Data provided below:

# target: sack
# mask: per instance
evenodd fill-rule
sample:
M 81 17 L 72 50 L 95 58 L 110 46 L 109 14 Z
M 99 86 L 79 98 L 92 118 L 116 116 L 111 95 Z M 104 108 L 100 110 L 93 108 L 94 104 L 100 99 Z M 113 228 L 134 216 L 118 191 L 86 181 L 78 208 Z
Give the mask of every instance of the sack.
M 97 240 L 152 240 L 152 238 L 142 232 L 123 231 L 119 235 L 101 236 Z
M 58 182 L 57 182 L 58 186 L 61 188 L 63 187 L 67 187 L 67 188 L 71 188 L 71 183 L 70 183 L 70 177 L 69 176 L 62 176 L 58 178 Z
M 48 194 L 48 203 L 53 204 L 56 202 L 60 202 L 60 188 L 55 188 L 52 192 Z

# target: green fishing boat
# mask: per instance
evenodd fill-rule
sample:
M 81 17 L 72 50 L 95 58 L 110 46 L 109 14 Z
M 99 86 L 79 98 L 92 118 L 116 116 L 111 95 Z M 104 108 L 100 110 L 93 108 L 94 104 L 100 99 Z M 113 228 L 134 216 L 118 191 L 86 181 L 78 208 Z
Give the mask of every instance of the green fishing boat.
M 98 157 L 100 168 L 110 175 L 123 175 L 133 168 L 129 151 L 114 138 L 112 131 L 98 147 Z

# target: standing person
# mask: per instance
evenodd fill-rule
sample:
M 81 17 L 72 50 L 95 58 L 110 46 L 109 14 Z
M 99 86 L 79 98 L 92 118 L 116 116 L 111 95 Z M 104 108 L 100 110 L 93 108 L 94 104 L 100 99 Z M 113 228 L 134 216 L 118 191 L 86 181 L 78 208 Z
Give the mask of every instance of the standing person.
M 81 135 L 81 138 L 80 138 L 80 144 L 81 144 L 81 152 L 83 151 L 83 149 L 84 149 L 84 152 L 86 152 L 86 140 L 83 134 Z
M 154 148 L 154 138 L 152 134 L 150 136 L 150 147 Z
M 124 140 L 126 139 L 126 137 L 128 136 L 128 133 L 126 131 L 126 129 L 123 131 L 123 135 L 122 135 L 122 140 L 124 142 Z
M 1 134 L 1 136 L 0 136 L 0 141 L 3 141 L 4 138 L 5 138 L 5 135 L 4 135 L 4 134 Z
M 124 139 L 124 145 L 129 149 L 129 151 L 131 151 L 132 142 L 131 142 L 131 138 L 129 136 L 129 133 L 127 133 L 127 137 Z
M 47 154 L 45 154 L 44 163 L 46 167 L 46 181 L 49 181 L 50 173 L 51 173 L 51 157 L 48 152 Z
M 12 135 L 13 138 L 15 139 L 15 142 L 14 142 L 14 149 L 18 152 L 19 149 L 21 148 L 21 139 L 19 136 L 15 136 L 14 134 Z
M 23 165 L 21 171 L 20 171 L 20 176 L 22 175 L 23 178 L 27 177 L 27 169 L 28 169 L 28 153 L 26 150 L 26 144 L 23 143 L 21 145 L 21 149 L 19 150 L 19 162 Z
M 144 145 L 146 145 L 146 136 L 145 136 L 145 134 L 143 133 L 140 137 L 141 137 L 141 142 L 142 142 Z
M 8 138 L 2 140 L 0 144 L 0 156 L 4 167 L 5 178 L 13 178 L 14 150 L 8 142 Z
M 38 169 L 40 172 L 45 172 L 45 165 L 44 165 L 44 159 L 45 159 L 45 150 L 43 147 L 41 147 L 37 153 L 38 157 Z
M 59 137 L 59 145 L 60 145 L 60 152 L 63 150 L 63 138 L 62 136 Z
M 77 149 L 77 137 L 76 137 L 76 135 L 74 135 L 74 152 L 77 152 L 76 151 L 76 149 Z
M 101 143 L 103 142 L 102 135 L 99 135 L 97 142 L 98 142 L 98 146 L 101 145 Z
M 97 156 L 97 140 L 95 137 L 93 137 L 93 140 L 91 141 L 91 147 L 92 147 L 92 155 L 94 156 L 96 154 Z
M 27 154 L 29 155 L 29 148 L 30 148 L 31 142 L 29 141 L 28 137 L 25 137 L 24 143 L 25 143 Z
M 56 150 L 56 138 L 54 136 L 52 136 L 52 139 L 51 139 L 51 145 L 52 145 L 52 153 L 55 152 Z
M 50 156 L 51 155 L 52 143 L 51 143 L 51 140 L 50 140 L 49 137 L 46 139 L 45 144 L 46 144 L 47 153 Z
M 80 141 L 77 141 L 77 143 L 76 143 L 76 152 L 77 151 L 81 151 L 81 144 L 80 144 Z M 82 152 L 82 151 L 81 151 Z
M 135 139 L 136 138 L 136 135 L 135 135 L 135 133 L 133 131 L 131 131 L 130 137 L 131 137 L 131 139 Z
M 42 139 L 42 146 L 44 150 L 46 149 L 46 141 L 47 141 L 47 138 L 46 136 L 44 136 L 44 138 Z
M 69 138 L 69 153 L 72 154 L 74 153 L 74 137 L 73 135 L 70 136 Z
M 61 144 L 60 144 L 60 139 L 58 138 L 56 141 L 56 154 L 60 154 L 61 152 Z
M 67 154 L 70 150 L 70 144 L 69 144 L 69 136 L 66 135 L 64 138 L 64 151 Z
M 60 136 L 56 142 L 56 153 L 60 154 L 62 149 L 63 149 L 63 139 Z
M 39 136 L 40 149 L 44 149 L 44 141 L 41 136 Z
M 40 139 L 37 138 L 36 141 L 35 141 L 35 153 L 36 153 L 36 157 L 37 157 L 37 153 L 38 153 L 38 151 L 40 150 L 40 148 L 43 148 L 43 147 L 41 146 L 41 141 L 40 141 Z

End of Data provided.

Task to carry out:
Each line of the data above is to be duplicated exactly.

Response:
# target: sack
# mask: per instance
evenodd fill-rule
sample:
M 81 17 L 72 50 L 95 58 L 110 46 L 109 14 Z
M 99 86 L 79 98 L 92 118 L 116 116 L 111 95 Z M 104 108 L 100 110 L 93 108 L 94 104 L 100 99 Z M 113 228 L 134 216 L 118 191 L 86 181 L 78 208 Z
Give the mask of every instance of the sack.
M 97 240 L 152 240 L 152 238 L 142 232 L 123 231 L 119 235 L 101 236 Z
M 58 182 L 57 182 L 58 186 L 61 188 L 63 187 L 67 187 L 67 188 L 71 188 L 71 183 L 70 183 L 70 177 L 69 176 L 62 176 L 58 178 Z
M 48 194 L 48 203 L 53 204 L 56 202 L 60 202 L 60 188 L 55 188 L 52 192 Z

# target: green fishing boat
# mask: per instance
evenodd fill-rule
sample:
M 81 17 L 72 50 L 95 58 L 110 46 L 109 14 Z
M 99 86 L 79 98 L 92 118 L 116 116 L 111 95 Z M 104 108 L 100 110 L 93 108 L 94 104 L 100 99 Z M 113 228 L 134 216 L 118 191 L 86 181 L 78 208 Z
Give the mask of every instance of the green fishing boat.
M 98 157 L 100 168 L 110 175 L 123 175 L 133 168 L 129 151 L 114 138 L 112 131 L 98 147 Z

# target: standing person
# mask: per instance
evenodd fill-rule
sample:
M 81 17 L 72 50 L 95 58 L 110 46 L 109 14 Z
M 99 86 L 79 98 L 92 118 L 116 116 L 111 95 Z M 104 108 L 100 110 L 93 108 L 94 104 L 100 99 Z M 113 228 L 134 216 L 118 191 L 86 181 L 78 208 Z
Give the mask of every instance of the standing person.
M 81 135 L 81 138 L 80 138 L 80 144 L 81 144 L 81 152 L 83 151 L 83 149 L 84 149 L 84 152 L 86 152 L 86 140 L 83 134 Z
M 154 148 L 154 138 L 152 134 L 150 136 L 150 147 Z
M 124 140 L 126 139 L 126 137 L 128 136 L 128 133 L 126 131 L 126 129 L 123 131 L 123 135 L 122 135 L 122 140 L 124 142 Z
M 1 134 L 1 136 L 0 136 L 0 141 L 3 141 L 4 138 L 5 138 L 5 135 L 4 135 L 4 134 Z
M 124 139 L 124 145 L 129 149 L 129 151 L 131 151 L 132 142 L 131 142 L 131 138 L 129 136 L 129 133 L 127 133 L 127 137 Z
M 47 154 L 45 154 L 44 163 L 46 167 L 46 181 L 49 181 L 50 173 L 51 173 L 51 157 L 48 152 Z
M 12 135 L 13 138 L 15 139 L 15 142 L 14 142 L 14 149 L 18 152 L 19 149 L 21 148 L 21 139 L 19 136 L 15 136 L 14 134 Z
M 23 165 L 21 171 L 20 171 L 20 176 L 22 175 L 23 178 L 27 177 L 27 169 L 28 169 L 28 153 L 26 150 L 26 144 L 23 143 L 21 145 L 21 149 L 19 150 L 19 162 Z
M 144 145 L 146 145 L 146 136 L 145 136 L 145 134 L 143 133 L 140 137 L 141 137 L 141 142 L 142 142 Z
M 8 138 L 2 140 L 0 144 L 0 156 L 4 167 L 5 178 L 13 178 L 14 150 L 8 142 Z
M 38 169 L 40 172 L 45 172 L 45 165 L 44 165 L 44 159 L 45 159 L 45 150 L 43 147 L 41 147 L 37 153 L 38 157 Z
M 59 137 L 59 145 L 60 145 L 60 152 L 63 150 L 63 138 L 62 136 Z
M 77 149 L 77 137 L 76 137 L 76 135 L 74 135 L 74 152 L 77 152 L 76 151 L 76 149 Z
M 101 143 L 103 142 L 102 135 L 99 135 L 97 142 L 98 142 L 98 146 L 101 145 Z
M 97 156 L 97 140 L 95 137 L 93 137 L 93 140 L 91 141 L 91 147 L 92 147 L 92 155 L 94 156 L 96 154 Z
M 27 154 L 29 155 L 29 148 L 30 148 L 31 142 L 29 141 L 28 137 L 25 137 L 24 143 L 25 143 Z
M 56 150 L 56 138 L 54 136 L 52 136 L 52 139 L 51 139 L 51 145 L 52 145 L 52 153 L 55 152 Z
M 50 156 L 51 155 L 52 143 L 51 143 L 51 140 L 50 140 L 49 137 L 46 139 L 45 144 L 46 144 L 47 153 Z
M 80 141 L 77 141 L 77 143 L 76 143 L 76 152 L 77 151 L 81 151 L 81 144 L 80 144 Z M 82 152 L 82 151 L 81 151 Z
M 135 139 L 136 138 L 136 135 L 135 135 L 135 133 L 133 131 L 131 131 L 130 137 L 131 137 L 131 139 Z
M 42 139 L 42 146 L 44 150 L 46 149 L 46 141 L 47 141 L 47 138 L 46 136 L 44 136 L 44 138 Z
M 69 138 L 69 153 L 72 154 L 74 153 L 74 137 L 73 135 L 70 136 Z
M 61 144 L 60 144 L 60 139 L 58 138 L 56 141 L 56 154 L 60 154 L 61 152 Z
M 67 154 L 70 150 L 70 144 L 69 144 L 69 136 L 66 135 L 64 138 L 64 151 Z
M 60 136 L 56 142 L 56 153 L 60 154 L 62 149 L 63 149 L 63 139 Z
M 39 136 L 40 149 L 44 149 L 44 141 L 41 136 Z
M 40 139 L 37 138 L 36 141 L 35 141 L 35 153 L 36 153 L 36 157 L 37 157 L 37 153 L 38 153 L 38 151 L 40 150 L 40 148 L 43 148 L 43 147 L 41 146 L 41 141 L 40 141 Z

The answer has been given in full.